## BEGIN Record list

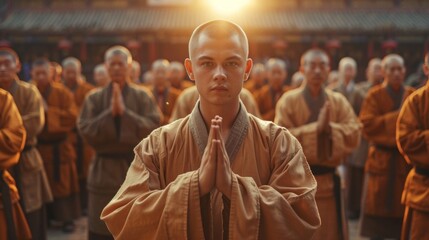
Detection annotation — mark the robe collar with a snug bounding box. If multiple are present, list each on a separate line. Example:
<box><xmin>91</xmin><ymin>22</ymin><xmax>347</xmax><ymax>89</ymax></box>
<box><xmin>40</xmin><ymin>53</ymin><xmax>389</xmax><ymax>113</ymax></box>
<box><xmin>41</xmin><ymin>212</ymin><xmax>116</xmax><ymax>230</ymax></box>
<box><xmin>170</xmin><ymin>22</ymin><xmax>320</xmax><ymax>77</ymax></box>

## END Record list
## BEGIN Record list

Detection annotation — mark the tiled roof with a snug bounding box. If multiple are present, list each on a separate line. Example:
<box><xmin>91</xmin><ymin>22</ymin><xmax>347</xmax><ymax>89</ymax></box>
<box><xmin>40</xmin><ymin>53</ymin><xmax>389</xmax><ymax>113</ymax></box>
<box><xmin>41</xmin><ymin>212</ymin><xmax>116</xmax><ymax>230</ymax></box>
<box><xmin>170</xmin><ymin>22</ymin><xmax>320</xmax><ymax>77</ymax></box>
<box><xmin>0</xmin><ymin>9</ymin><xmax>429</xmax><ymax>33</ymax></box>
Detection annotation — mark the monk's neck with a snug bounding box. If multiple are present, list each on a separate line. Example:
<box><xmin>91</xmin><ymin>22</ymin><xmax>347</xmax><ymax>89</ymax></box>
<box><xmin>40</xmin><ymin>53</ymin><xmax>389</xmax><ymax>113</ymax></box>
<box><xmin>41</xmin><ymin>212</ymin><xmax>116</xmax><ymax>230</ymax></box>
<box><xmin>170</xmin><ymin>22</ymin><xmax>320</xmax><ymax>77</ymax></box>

## END Record list

▶ Directive
Pull out every line of the data above that contains the word "present".

▶ Problem solution
Detection annotation — mark the robe collar with a snug bounding box. If multiple are present, list each on a separate line. Example:
Detection annotation — mark the tiled roof with a snug bounding box. If multiple are present, list each on a separate line. Example:
Detection annotation — mark the monk's neck with a snug bounding box. If multiple are present, list each on a separate line. Example:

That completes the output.